▶ [Task prompt] Of the lines in the data below, count the ones holding the string "face", and answer with that number only.

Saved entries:

-=-=-

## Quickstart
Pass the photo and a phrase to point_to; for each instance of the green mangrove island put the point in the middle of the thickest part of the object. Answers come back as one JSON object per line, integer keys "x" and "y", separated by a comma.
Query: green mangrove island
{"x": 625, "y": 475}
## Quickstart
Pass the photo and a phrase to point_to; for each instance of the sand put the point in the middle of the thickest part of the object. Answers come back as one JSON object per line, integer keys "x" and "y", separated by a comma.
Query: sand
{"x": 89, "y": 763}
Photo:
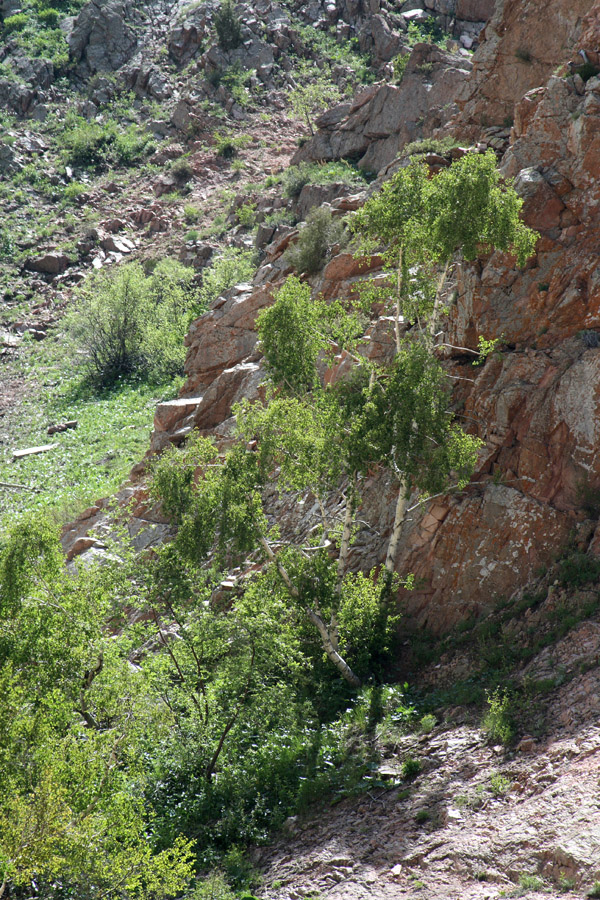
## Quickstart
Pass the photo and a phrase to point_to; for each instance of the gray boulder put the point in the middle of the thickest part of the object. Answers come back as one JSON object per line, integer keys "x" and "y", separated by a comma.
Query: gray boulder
{"x": 103, "y": 36}
{"x": 385, "y": 117}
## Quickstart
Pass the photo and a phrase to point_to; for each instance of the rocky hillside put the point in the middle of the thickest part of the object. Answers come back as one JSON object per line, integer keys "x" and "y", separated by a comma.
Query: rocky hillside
{"x": 506, "y": 561}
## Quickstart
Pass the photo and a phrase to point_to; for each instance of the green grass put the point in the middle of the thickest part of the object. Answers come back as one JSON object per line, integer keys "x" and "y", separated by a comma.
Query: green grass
{"x": 86, "y": 463}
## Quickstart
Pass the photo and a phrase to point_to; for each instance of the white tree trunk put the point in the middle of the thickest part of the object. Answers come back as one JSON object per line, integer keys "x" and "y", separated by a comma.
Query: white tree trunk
{"x": 401, "y": 503}
{"x": 332, "y": 654}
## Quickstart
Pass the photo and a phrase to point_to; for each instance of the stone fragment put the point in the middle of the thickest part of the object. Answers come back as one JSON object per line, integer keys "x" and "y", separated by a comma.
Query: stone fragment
{"x": 31, "y": 451}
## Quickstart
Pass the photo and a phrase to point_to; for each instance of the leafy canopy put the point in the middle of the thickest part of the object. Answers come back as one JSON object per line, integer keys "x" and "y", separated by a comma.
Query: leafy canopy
{"x": 466, "y": 208}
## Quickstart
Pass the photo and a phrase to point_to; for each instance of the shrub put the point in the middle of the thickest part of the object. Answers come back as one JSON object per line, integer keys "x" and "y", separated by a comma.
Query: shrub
{"x": 499, "y": 784}
{"x": 49, "y": 17}
{"x": 233, "y": 267}
{"x": 523, "y": 54}
{"x": 411, "y": 767}
{"x": 228, "y": 146}
{"x": 296, "y": 177}
{"x": 98, "y": 145}
{"x": 127, "y": 322}
{"x": 427, "y": 724}
{"x": 587, "y": 71}
{"x": 429, "y": 145}
{"x": 578, "y": 569}
{"x": 228, "y": 26}
{"x": 246, "y": 215}
{"x": 530, "y": 883}
{"x": 182, "y": 169}
{"x": 400, "y": 63}
{"x": 316, "y": 240}
{"x": 498, "y": 721}
{"x": 73, "y": 191}
{"x": 15, "y": 23}
{"x": 191, "y": 214}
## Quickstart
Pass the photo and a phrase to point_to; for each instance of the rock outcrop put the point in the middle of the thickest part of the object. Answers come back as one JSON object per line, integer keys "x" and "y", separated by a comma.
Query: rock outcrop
{"x": 385, "y": 117}
{"x": 521, "y": 46}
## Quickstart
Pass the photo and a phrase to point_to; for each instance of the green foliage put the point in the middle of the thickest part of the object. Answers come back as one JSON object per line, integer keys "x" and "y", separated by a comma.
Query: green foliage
{"x": 246, "y": 215}
{"x": 70, "y": 814}
{"x": 320, "y": 234}
{"x": 229, "y": 146}
{"x": 86, "y": 463}
{"x": 578, "y": 569}
{"x": 310, "y": 98}
{"x": 429, "y": 145}
{"x": 128, "y": 322}
{"x": 416, "y": 436}
{"x": 399, "y": 64}
{"x": 99, "y": 146}
{"x": 232, "y": 267}
{"x": 237, "y": 82}
{"x": 587, "y": 70}
{"x": 191, "y": 214}
{"x": 427, "y": 724}
{"x": 15, "y": 23}
{"x": 530, "y": 883}
{"x": 499, "y": 784}
{"x": 422, "y": 214}
{"x": 486, "y": 347}
{"x": 427, "y": 32}
{"x": 228, "y": 26}
{"x": 291, "y": 337}
{"x": 368, "y": 624}
{"x": 295, "y": 177}
{"x": 497, "y": 723}
{"x": 182, "y": 169}
{"x": 411, "y": 768}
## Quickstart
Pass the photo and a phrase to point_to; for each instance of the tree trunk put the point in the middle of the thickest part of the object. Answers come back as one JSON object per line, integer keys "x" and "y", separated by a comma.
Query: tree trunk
{"x": 436, "y": 303}
{"x": 340, "y": 664}
{"x": 401, "y": 502}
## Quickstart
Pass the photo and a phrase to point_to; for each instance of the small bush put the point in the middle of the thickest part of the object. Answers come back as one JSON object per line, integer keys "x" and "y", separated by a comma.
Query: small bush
{"x": 49, "y": 17}
{"x": 497, "y": 723}
{"x": 578, "y": 569}
{"x": 316, "y": 239}
{"x": 530, "y": 883}
{"x": 182, "y": 169}
{"x": 246, "y": 215}
{"x": 233, "y": 267}
{"x": 128, "y": 323}
{"x": 73, "y": 191}
{"x": 98, "y": 145}
{"x": 228, "y": 147}
{"x": 228, "y": 26}
{"x": 15, "y": 23}
{"x": 400, "y": 63}
{"x": 296, "y": 177}
{"x": 499, "y": 784}
{"x": 411, "y": 767}
{"x": 191, "y": 214}
{"x": 587, "y": 71}
{"x": 427, "y": 724}
{"x": 523, "y": 54}
{"x": 429, "y": 145}
{"x": 212, "y": 887}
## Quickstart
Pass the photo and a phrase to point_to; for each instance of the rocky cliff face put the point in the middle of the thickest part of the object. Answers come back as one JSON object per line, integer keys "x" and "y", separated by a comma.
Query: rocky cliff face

-=-=-

▶ [Solution] 2